# PAGE EXCERPT
###

The most nonsensical thing that we see, which is a huge red flag for investment purposes, is where management pay out dividends to shareholders and then raise money to grow by either issuing more equity (diluting shareholders) or increasing debt levels. This is equivalent to raising cash from the capital markets in order to pay dividends! Why would any right minded CEO pursue such a ludicrous policy? It smacks of incompetence.

Even worse than paying dividends for the sake of paying dividends is a commitment to a rigid dividend policy (perhaps paying 20% of net income as dividends). Given that dividends ought to always be used as the method of last resort for returning cash to shareholders, why would any company bind its hands in advance by making such a commitment? The CEO has no way of knowing what investment opportunities may arise in the future and so rigid dividend policies that limit the ability to capitalize on future opportunities (options 1, 2 or 3 above) are sheer madness.

It is for these reasons that the Rock and Turner Partnership prefers investing in businesses that pay no dividends and which demonstrate a need for capital to fuel growth. These are the companies that will most likely best reward the investor. That is not to say that we don’t invest in dividend paying companies (mining companies are one such exception), but the dividends need to be paid from surplus capital for which there is absolutely no other economically viable use. Young and fast growing companies should, in our professional opinion, never pay dividends.

Our view is best expressed metaphorically. Some investors like cows while others like race horses. If you invest in a race horse then you want to get from A to B quickly (growth), but don’t try to milk it!

Share Buyback Policy

Share buybacks have become commonplace in the market and while these are sometimes well intentioned and beneficial for the shareholder, all too often they are not.

Share repurchases are among the most misunderstood and also the most abused aspects of modern capitalism. A repurchase operation will be presented as a means of returning value to the shareholders.

Unfortunately the truth is that buybacks will likely destroy shareholder equity and are nothing more than a means of the management pursuing a self-serving agenda. Allow me to explain:

  • Buybacks will reduce the number of shares outstanding thereby increasing earnings per share (EPS) even though actual profits may in fact be unchanged or worse in decline. Similarly, when executed above intrinsic value (most of the time) they enhance the Return on Equity metrics by eroding the denominator even if earnings are unchanged or declining. This is a great way for management to give investors the impression that progress is being made when in fact it is not.
  • The buyback creates artificial demand for shares in the market which, all else being equal, temporarily pushes the share prices higher. But the value of the company is not being enhanced in any way, so this temporary share price inflation caused by the supply/demand imbalance of the repurchase operation is all smoke and mirrors.
  • Buybacks are commonly used to mask the dilution to shareholders that comes from executive compensation paid in shares.
  • Often, leveraged companies opt to repurchase shares rather than paying down debt. This is effectively a debt for equity swap which, in some circumstances may make sense but often does not. If the marginal cost of debt is greater than the earnings yield on the equity, then the swap is nonsensical (Would you borrow at 8% to invest at a 5% return? It may surprise you to learn that many CEOs do just that!)

###

# STATED PROBLEM 1
Which partnership does the dividend and buyback text say prefers investing in businesses that pay no dividends?
# STATED PROBLEM 2
From the dividend and buyback text, reproduce word for word the passage starting at "Share repurchases are" and ending at "fact it is not.".
# STATED PROBLEM 3
Give the first sentence of each bulleted point in the dividend and buyback text.

# STORED DATA
###

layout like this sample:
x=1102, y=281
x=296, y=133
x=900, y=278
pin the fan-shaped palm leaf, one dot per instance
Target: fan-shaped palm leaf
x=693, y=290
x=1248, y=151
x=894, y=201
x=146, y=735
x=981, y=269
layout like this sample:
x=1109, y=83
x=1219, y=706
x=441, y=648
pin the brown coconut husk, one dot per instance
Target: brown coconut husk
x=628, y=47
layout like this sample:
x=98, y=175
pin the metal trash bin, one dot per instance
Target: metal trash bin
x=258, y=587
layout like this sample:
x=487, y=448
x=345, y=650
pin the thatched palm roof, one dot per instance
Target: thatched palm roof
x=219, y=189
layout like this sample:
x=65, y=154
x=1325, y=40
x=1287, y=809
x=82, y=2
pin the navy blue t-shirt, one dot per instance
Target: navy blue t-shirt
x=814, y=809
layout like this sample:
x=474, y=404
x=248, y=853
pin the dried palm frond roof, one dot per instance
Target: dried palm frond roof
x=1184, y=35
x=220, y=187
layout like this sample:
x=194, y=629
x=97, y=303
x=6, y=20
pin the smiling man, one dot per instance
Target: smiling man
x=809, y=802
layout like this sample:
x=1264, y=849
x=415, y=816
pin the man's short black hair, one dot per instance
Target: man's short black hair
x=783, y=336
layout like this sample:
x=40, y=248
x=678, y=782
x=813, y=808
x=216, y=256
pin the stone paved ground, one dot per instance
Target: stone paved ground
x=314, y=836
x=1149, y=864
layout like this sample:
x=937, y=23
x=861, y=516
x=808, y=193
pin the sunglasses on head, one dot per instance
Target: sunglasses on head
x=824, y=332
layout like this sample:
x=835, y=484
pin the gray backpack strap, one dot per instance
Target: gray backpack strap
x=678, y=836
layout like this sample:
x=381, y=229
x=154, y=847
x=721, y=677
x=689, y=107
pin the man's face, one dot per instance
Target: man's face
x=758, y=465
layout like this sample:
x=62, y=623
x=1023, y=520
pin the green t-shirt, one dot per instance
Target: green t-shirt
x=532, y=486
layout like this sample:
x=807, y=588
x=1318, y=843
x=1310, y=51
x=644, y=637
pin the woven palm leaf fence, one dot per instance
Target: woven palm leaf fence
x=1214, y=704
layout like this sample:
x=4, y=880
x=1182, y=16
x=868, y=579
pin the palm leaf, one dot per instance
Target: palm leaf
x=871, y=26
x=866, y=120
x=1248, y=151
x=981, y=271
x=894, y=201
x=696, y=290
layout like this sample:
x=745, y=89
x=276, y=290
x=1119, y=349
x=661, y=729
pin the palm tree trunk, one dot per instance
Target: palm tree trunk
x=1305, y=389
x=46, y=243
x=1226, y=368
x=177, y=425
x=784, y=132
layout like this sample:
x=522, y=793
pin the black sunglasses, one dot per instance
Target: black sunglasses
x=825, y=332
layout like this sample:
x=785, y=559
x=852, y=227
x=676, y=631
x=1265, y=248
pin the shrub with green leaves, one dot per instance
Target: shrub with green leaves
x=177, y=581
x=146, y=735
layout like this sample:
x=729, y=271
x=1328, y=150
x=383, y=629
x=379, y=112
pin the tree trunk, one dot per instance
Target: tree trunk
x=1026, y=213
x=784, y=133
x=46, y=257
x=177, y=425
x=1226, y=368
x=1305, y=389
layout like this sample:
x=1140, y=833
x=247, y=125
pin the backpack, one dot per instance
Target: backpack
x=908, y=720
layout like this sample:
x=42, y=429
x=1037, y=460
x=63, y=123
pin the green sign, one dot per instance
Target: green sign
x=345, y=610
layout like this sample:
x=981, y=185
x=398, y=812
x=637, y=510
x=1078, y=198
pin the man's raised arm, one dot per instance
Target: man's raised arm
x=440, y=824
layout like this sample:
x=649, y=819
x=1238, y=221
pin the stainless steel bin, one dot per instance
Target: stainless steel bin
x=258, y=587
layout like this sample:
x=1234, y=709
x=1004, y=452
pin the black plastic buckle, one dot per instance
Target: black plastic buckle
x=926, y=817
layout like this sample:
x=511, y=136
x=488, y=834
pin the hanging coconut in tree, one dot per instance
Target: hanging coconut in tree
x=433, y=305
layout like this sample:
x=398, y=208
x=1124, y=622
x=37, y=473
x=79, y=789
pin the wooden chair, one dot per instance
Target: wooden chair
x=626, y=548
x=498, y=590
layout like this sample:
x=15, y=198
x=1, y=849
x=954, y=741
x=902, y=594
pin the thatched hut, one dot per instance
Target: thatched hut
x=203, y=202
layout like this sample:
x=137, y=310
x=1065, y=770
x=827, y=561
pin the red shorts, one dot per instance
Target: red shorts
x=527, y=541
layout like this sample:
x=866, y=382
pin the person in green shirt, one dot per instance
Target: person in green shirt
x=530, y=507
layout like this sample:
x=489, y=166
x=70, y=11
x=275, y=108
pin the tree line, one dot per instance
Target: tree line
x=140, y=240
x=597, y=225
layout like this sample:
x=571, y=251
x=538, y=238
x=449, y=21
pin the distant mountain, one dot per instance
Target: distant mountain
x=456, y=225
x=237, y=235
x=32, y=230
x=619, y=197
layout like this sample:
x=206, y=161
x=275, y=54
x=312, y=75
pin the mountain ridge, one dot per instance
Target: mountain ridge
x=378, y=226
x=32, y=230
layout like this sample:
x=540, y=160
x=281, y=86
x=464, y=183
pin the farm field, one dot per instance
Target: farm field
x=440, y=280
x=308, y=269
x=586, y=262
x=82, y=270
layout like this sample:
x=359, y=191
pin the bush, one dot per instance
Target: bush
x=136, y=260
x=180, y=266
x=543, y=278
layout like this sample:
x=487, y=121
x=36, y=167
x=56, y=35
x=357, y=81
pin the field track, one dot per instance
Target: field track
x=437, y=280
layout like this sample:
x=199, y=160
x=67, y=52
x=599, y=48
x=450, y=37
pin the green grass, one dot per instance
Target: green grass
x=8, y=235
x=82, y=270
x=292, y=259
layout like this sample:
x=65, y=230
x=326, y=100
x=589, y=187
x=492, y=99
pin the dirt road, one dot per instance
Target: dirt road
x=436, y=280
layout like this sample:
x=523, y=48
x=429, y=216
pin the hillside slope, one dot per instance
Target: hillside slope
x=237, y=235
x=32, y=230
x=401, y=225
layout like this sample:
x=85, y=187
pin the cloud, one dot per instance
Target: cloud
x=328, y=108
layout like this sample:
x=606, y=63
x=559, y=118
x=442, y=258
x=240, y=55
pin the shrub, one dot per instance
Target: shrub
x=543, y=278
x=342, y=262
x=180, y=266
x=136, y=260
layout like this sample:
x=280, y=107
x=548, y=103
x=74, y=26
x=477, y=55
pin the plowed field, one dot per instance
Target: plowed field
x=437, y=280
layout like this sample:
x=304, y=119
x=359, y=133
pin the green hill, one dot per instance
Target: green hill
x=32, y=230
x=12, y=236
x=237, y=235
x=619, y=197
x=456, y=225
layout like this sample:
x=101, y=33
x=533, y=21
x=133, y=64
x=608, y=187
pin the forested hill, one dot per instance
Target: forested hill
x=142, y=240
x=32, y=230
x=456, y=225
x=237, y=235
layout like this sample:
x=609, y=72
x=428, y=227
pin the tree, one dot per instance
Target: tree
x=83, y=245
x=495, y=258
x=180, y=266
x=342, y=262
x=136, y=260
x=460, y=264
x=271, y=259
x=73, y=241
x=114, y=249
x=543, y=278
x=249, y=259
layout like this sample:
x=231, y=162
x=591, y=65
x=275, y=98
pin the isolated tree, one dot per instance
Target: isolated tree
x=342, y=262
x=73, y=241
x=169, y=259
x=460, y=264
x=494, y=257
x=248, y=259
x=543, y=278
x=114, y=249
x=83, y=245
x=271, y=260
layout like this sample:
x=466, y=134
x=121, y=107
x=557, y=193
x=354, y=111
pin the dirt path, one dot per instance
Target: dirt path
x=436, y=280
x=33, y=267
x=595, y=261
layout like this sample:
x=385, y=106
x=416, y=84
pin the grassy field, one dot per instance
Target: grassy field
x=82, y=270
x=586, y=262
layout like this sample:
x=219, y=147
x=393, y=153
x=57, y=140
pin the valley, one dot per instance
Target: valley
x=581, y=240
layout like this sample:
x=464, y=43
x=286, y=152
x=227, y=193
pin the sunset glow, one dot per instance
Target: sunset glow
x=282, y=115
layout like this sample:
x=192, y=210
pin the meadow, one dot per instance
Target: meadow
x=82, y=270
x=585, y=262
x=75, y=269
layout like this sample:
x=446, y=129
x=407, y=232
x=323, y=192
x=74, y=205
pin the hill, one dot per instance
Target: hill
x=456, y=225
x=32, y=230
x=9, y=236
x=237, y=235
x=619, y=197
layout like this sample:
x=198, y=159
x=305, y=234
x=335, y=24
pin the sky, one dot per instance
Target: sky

###

# RESPONSE 1
The Rock and Turner Partnership

# RESPONSE 2
Share repurchases are among the most misunderstood and also the most abused aspects of modern capitalism. A repurchase operation will be presented as a means of returning value to the shareholders.

Unfortunately the truth is that buybacks will likely destroy shareholder equity and are nothing more than a means of the management pursuing a self-serving agenda. Allow me to explain:

  • Buybacks will reduce the number of shares outstanding thereby increasing earnings per share (EPS) even though actual profits may in fact be unchanged or worse in decline. Similarly, when executed above intrinsic value (most of the time) they enhance the Return on Equity metrics by eroding the denominator even if earnings are unchanged or declining. This is a great way for management to give investors the impression that progress is being made when in fact it is not.

# RESPONSE 3
- Buybacks will reduce the number of shares outstanding thereby increasing earnings per share (EPS) even though actual profits may in fact be unchanged or worse in decline.
- The buyback creates artificial demand for shares in the market which, all else being equal, temporarily pushes the share prices higher.
- Buybacks are commonly used to mask the dilution to shareholders that comes from executive compensation paid in shares.
- Often, leveraged companies opt to repurchase shares rather than paying down debt.